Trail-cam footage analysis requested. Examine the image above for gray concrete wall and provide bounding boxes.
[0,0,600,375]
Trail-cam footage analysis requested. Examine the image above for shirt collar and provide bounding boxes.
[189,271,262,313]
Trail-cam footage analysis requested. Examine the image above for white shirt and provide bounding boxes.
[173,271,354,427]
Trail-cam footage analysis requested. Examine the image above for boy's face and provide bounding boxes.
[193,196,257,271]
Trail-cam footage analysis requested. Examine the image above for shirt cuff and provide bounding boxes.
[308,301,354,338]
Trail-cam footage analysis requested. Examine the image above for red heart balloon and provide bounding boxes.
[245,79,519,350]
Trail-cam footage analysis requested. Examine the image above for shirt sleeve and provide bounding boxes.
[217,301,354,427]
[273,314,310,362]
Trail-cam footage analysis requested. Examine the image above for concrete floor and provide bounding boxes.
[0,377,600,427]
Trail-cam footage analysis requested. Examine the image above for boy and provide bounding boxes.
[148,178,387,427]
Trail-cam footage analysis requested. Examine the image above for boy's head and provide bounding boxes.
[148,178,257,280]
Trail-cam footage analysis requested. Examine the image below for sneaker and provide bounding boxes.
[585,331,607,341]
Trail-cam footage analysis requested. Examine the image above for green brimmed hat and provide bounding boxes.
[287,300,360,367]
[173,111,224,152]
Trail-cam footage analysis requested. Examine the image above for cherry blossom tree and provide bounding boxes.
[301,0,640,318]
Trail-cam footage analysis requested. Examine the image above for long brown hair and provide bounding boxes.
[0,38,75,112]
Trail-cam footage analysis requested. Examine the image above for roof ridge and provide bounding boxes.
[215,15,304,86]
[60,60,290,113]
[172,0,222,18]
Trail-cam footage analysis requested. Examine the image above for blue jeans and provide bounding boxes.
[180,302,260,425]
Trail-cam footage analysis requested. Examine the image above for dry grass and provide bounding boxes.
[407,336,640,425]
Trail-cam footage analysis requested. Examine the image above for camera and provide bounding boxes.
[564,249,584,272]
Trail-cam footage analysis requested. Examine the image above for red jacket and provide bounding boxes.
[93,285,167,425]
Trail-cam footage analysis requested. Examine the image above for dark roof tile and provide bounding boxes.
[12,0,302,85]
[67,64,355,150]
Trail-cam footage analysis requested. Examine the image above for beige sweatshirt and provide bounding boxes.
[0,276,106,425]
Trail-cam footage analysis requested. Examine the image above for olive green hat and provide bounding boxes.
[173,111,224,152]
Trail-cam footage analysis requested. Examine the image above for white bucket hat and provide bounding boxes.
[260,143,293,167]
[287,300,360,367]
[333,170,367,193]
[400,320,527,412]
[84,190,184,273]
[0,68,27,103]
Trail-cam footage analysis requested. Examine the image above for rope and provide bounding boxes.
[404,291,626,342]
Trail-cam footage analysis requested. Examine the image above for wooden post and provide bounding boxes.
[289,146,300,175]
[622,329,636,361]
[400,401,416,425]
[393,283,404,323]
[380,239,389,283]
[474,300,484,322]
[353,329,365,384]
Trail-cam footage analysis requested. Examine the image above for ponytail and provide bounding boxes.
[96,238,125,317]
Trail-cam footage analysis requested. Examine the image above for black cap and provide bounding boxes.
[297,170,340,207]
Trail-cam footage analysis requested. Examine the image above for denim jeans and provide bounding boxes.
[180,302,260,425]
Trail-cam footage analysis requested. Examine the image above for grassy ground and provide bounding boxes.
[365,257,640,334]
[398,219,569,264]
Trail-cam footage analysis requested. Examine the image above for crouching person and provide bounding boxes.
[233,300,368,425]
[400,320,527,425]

--------------------------------------------------

» What needs to be done
Can you rewrite every one of the records with "bounding boxes" renamed to "box coordinates" and no other change?

» Task response
Trail-cam footage analysis requested. Examine the image above for gray concrete wall and provide box coordinates.
[0,0,600,375]
Trail-cam footage analysis requested. Examine the image above for shirt collar and provide box coordinates.
[189,271,262,313]
Trail-cam footage analysis requested. Examine the image above for white shirt and provide box coordinates.
[173,271,354,427]
Trail-cam footage analysis requested. Examine the image above for boy's face and provide box coordinates.
[193,196,257,271]
Trail-cam footage analysis requested. Examine the image above for shirt cuff and provide box coordinates.
[308,301,354,338]
Trail-cam footage analysis requested. Examine the image above for red heart balloon and provide box coordinates.
[245,79,519,350]
Trail-cam footage analysis requested. Examine the image above for shirt sleeve and provide box coordinates.
[217,301,354,427]
[273,314,310,362]
Trail-cam footage analysis requested. Examine the image above for concrete floor and provide box coordinates.
[0,377,600,427]
Trail-cam footage analysis requested. Examine the image above for boy and provide box coordinates.
[148,178,387,427]
Trail-cam footage analysis requested. Examine the image above for boy's head and provide box coordinates.
[148,178,257,280]
Trail-cam footage analysis requested. Examine the image below for sneaker and provide box coordinates.
[585,331,607,341]
Trail-cam footage analysis requested. Examine the image above for green brimmed hat and provide box coordinates.
[287,300,360,367]
[173,111,224,152]
Trail-cam footage analysis requested. Examine the image above for cherry blossom tree and provide box coordinates.
[301,0,640,318]
Trail-cam footage analysis requested. Examine the image above for long brown hair and provide box coordinates.
[0,38,75,112]
Trail-cam footage analysis requested. Examine the image above for roof ridge and provide box coordinates.
[215,15,304,86]
[60,60,290,113]
[172,0,222,18]
Trail-cam footage analysis requested. Examine the image above for blue jeans and provide box coordinates.
[180,302,260,425]
Trail-cam footage analysis requested. Examine the image above for dry grass and provide box coordinates.
[407,336,640,425]
Trail-cam footage analysis requested. Examine the image above for camera and provide box coordinates.
[564,249,584,272]
Trail-cam footage analysis requested. Examine the image above for red jacket and provide box coordinates.
[93,285,167,425]
Trail-cam footage analysis requested. Examine the image above for dark roof tile and provide box coordinates.
[12,0,302,85]
[67,64,355,150]
Trail-cam footage analysis requested. Examine the image above for beige sweatshirt and provide box coordinates.
[0,276,106,425]
Trail-cam footage analysis requested. Examine the image above for olive green hat and provide box coordinates.
[173,111,224,152]
Trail-cam footage analysis requested. Examine the image above for white bucket hat and provide box coordinates.
[260,143,293,167]
[287,300,360,367]
[333,170,367,193]
[400,320,527,412]
[84,190,184,273]
[0,68,27,103]
Trail-cam footage analysis requested. Examine the image above for rope and provide box coordinates.
[404,291,626,342]
Trail-cam footage analysis requested. Examine the image above for wooden post and provide box coordinates.
[289,146,300,175]
[622,329,636,361]
[400,401,416,425]
[393,283,404,323]
[380,239,389,283]
[474,300,484,322]
[353,329,365,384]
Trail-cam footage analysis requested. Examine the image above for ponytail and provide box coordinates.
[96,238,125,317]
Trail-cam footage analysis requested. Examine the image above for black cap and provide box coordinates.
[297,170,340,207]
Trail-cam footage analysis requested. Examine the image above for denim jeans and provide box coordinates.
[180,302,260,425]
Trail-cam footage analysis requested. Examine the image above for grassy ground and provide box coordinates.
[365,257,640,334]
[398,219,569,264]
Trail-cam footage analysis requested. Examine the image above for crouching person and provide box coordinates.
[233,300,368,425]
[400,320,527,425]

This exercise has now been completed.